PROBLEMS TO WORK ON:
1. Translate this sentence from the report on the protests into Spanish: "The damage caused to the building was not extensive."
2. List every road, square or crossing named in the report on the protests. Leave out buildings.
3. Write the next part of the report on the protests, picking up after its last sentence.

The police blocked the protesters when they attempted to storm into the district courts building. They damaged a hoarding depicting a message and a photo of President Pervez Musharraf.
The protesters then marched on to The Mall, where they ransacked an American fast food chain restaurant, a bank and burnt two vehicles. On reaching the GPO Chowk, the protesters split into groups of 20 to 50 each and began vandalising shops.
One of the groups put a hotel and a car showroom with four new cars inside on fire at the Dyal Singh Mansion near the Regal Chowk. Not far away from this scene, another group first ransacked another American fast food restaurant, two banks and the office of a Norwegian cellular phone company; later, they torched the buildings. Having three floors each, all the four buildings were reduced to ashes long before fire tenders got to the scene.
The rioters broke glasses of shops on both sides of The Mall and on reaching the Charing Cross, they vandalised the building of another bank and burnt two more vehicles.
The police resorted to teargas shelling, but the protesters attacked the Punjab Assembly building. Police deployed inside the assembly building first tried to block the rioters, but then took to their heels. The protesters entered the building and broke all windowpanes before setting a portion of the assembly building on fire. The damage caused to the building was not extensive.
The rioters damaged the glass-fitted facade of the main PIA town office.
At the next intersection on Egerton Road, the protesters broke all traffic signals and windscreens and windows of every car parked on both sides of the road. A group marched towards the Lahore Stock Exchange and threw stones and bricks on the building. The pelting also damaged around 10 cars parked inside the building.
Yet another American fast food restaurant became their next target. They vandalised the outlet and a bank on the first floor in the LDA Plaza. Nineteen motorcycles parked outside the food outlet were set on fire. At least 40 cars parked nearby were completely damaged by the rioters.
Another group of protesters attacked another bank near the food chain where the guard opened fire. The rioters put on fire the bank, four cars and around 21 motorcycles parked on the premises were reduced to ashes.

Records from a collection:
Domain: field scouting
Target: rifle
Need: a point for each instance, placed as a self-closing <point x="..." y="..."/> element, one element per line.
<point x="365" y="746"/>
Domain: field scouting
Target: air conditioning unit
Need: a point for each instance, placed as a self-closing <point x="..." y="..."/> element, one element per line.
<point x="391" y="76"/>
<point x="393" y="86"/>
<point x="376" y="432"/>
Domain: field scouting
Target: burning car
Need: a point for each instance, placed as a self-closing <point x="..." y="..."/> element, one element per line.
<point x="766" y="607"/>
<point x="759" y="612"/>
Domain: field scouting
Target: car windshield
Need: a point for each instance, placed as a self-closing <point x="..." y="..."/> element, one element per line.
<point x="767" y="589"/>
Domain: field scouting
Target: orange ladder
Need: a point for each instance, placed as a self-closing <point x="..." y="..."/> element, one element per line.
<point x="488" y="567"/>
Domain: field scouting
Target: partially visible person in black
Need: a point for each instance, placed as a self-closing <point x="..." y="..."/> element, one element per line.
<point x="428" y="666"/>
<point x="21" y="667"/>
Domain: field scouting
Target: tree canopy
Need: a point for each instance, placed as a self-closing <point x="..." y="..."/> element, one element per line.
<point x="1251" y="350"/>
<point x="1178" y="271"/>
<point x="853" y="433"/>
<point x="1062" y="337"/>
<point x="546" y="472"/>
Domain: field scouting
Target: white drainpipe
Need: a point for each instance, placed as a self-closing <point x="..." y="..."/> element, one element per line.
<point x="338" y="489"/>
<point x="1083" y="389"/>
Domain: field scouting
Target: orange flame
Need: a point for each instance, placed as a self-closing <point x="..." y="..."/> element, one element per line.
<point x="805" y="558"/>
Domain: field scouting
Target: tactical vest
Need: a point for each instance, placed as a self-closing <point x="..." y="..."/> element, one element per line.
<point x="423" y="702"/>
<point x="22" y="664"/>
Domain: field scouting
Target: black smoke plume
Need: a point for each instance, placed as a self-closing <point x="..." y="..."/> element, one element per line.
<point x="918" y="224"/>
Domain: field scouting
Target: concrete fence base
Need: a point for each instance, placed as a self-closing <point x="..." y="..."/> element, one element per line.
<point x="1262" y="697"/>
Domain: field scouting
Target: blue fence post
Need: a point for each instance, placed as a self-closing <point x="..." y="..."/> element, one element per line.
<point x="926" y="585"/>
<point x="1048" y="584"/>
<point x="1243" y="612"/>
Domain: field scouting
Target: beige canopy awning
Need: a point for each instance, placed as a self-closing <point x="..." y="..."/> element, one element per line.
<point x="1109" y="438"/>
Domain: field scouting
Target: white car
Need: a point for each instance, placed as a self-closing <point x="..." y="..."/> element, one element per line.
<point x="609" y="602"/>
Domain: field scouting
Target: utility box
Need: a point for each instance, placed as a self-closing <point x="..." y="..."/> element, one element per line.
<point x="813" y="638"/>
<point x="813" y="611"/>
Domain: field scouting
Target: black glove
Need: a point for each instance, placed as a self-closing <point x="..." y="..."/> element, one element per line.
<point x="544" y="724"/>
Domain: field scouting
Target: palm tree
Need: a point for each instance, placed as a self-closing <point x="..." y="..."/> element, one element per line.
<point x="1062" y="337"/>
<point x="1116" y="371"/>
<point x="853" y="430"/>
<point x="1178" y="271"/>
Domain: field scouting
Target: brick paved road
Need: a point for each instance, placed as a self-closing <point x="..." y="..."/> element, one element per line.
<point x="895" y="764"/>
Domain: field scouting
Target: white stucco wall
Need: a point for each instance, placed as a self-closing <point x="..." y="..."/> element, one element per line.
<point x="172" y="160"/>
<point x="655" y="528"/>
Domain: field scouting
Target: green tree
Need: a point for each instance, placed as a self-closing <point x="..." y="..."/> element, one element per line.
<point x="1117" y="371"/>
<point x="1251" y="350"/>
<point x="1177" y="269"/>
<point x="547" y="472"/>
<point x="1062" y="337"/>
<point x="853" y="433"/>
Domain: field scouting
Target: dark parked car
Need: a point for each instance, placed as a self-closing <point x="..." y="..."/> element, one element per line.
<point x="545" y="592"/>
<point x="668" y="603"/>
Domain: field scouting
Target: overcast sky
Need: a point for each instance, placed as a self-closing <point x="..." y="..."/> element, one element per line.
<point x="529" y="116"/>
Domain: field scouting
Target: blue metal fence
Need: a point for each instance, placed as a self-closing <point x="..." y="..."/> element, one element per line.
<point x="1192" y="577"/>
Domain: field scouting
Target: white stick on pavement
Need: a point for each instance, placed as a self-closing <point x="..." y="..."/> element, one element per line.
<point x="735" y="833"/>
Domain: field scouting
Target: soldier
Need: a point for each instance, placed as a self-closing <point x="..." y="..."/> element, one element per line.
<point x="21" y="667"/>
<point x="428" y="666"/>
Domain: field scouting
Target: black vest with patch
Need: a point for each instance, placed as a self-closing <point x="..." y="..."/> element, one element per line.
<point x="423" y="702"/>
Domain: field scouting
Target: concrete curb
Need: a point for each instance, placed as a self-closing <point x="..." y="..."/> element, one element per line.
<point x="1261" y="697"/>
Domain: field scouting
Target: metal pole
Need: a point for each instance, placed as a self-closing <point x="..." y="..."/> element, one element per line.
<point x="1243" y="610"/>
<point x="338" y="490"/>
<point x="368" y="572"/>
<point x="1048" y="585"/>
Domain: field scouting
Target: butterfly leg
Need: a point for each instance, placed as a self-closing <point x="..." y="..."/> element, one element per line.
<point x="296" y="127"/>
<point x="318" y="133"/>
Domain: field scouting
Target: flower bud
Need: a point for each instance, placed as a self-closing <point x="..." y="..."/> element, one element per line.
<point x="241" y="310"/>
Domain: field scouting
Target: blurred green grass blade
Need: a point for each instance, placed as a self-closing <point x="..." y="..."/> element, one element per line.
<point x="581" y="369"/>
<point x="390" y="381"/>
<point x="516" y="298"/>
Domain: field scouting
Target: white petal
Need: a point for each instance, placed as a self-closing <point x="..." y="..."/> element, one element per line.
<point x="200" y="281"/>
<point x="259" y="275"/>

RESPONSES BY TASK:
1. Los daños causados al edificio no fueron extensos.

2. The Mall, GPO Chowk, Regal Chowk, Charing Cross, Egerton Road

3.
The vehicles of the Edhi Foundation made announcements through mega-phones, asking the people inside the commercial buildings to remain calm and start evacuating the damaged buildings. Scores of people, including women, ran down the stairs from the bank’s building, which also housed some multi-nationals’ offices.
The police and Pakistan Rangers later rushed to the spot, but they only pushed the rioters out in other directions without making any effort to round them up. The protesters put an office of a travel agency on fire before dispersing.
Some of the rioters reached Laxmi Chowk and vandalised over 20 shops and food outlets there. They also torched a traffic police kiosk. At the Bhati Chowk, another group of rioters torched a cinema house and ransacked a theatre besides damaging several vehicles.
Reports from other parts of the city said rioters damaged two petrol pumps and a bakery in Nawankot besides attacking vehicles on various roads.
When it was all over, District Nazim Mian Amer Mahmood and the Lahore DCO Mian Ejaz reached The Mall and inspected the damage. The police present there again baton-charged smaller groups of protesters, who had gathered there.
Till the time of the filing of this report, the police and Pakistan Rangers had been deployed in and around all important buildings in the city, mainly along The Mall and its surroundings. The police claimed having made 106 arrests.
Late at night, the Punjab IGP was presiding over a meeting to evolve a line of action. Registration of cases against the rioters was in progress.